Count the lines in the data below that contain the word "wooden", treating case as significant. Reply with the number alone.

Rows of box annotation data
++++++++++++++++++++

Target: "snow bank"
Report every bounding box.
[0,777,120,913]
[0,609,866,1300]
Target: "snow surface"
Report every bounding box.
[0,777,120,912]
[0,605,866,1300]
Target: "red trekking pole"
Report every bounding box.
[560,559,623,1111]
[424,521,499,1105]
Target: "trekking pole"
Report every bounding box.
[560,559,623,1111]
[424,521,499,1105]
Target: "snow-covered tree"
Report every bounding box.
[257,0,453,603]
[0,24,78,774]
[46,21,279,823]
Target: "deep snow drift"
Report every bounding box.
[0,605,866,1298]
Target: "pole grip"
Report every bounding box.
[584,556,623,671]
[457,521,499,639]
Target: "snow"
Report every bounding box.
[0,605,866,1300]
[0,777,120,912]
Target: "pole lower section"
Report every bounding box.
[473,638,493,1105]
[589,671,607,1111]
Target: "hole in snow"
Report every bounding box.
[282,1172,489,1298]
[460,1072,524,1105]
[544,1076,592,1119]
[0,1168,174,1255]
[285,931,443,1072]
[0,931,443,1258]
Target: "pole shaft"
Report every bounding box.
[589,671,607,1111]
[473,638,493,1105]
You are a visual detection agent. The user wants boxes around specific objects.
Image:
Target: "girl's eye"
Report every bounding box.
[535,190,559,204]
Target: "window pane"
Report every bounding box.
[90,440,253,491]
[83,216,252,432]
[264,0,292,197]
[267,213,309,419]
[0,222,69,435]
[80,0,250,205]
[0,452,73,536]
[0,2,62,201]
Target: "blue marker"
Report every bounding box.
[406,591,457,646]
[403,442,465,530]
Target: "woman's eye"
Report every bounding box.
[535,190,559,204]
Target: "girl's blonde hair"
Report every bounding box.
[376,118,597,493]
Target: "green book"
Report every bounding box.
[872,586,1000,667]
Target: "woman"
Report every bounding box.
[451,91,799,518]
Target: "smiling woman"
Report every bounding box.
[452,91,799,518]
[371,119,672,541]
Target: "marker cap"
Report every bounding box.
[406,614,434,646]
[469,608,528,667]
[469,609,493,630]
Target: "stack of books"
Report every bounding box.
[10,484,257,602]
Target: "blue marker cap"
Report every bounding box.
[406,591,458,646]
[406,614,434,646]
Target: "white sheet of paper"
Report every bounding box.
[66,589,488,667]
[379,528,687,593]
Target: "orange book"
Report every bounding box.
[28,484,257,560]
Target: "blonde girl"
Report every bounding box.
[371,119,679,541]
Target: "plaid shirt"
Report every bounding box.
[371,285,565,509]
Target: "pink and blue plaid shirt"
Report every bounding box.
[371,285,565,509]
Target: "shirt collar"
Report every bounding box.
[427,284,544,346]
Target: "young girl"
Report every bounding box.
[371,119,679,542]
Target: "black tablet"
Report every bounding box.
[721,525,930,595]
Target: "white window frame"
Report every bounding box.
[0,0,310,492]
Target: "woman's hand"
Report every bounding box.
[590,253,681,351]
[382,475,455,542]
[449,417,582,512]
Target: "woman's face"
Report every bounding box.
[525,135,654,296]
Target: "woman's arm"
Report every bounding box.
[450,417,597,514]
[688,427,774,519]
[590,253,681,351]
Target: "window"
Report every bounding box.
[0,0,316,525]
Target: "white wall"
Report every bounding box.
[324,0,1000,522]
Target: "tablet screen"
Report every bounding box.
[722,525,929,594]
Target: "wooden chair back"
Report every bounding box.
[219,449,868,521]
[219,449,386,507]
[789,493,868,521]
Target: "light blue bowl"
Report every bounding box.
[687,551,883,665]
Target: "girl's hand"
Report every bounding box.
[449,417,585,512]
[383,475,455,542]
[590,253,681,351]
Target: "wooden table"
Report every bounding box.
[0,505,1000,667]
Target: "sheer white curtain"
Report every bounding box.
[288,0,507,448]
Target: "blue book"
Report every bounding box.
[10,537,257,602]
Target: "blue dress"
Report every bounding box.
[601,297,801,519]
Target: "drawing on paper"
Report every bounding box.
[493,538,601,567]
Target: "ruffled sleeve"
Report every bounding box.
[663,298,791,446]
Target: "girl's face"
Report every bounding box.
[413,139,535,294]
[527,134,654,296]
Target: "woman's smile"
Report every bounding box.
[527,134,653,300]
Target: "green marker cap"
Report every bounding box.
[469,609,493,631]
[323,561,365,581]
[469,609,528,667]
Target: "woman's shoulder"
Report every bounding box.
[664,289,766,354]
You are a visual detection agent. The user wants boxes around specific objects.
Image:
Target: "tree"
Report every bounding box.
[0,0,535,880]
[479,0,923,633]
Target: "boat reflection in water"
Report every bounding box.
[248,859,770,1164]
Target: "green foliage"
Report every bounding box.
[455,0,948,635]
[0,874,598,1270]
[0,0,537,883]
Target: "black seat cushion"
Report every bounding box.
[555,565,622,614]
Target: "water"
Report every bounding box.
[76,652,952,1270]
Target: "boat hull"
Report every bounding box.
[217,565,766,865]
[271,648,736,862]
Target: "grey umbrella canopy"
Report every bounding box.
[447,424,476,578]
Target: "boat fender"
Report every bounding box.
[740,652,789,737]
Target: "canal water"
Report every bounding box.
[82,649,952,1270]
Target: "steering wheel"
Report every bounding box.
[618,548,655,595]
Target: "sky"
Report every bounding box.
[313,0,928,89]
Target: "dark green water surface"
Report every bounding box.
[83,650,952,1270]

++++++++++++++++++++

- RESULT OF THE EXERCISE
2